• PROBLEM DESCRIPTION: Rewrite everything from the line containing "orange apron ->" down to the end of the data, changing "blue" to "navy" and keeping all else the same.

╭─ MATERIAL FOR THIS TASK

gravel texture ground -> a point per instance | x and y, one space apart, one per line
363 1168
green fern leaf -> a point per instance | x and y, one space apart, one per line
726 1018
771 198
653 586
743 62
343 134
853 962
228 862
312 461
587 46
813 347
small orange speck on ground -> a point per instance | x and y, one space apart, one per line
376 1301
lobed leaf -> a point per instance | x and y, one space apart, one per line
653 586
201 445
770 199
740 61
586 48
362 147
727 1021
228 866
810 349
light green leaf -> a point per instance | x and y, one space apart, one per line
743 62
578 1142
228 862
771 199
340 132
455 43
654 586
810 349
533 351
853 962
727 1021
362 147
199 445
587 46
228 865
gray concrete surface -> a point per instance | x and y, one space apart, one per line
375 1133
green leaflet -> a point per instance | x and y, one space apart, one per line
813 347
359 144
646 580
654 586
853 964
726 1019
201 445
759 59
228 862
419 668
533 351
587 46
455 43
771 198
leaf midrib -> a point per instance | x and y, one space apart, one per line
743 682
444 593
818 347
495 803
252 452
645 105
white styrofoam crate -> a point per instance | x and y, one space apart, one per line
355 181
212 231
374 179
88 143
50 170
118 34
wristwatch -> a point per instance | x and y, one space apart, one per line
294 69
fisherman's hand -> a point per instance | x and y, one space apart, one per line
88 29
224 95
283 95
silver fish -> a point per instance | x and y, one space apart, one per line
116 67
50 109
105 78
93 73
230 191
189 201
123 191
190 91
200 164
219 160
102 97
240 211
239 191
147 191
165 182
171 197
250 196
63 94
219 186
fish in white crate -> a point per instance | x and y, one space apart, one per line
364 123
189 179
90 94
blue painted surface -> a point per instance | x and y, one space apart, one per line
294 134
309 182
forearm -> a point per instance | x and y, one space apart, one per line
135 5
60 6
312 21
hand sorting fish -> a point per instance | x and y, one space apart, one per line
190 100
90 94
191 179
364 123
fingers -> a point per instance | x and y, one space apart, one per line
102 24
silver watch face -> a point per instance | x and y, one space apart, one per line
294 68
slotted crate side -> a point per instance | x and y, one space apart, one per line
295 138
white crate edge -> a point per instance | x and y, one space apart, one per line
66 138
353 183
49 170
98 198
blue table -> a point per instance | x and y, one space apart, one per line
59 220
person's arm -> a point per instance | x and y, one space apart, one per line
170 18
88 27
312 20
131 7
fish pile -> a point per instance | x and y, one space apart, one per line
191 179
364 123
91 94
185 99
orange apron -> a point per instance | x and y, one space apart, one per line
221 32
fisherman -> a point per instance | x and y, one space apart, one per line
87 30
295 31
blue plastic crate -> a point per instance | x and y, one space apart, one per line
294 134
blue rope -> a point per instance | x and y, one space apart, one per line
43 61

╰─

• EXERCISE OUTPUT:
orange apron -> a point per instance | x and y, one space apart, one per line
221 32
fisherman -> a point per instance | x and y, one space apart, one per line
87 30
295 31
navy plastic crate -> a point per instance | x and y, one space apart, one per line
294 134
navy rope -> a point per instance | x and y, one space apart, one per line
43 61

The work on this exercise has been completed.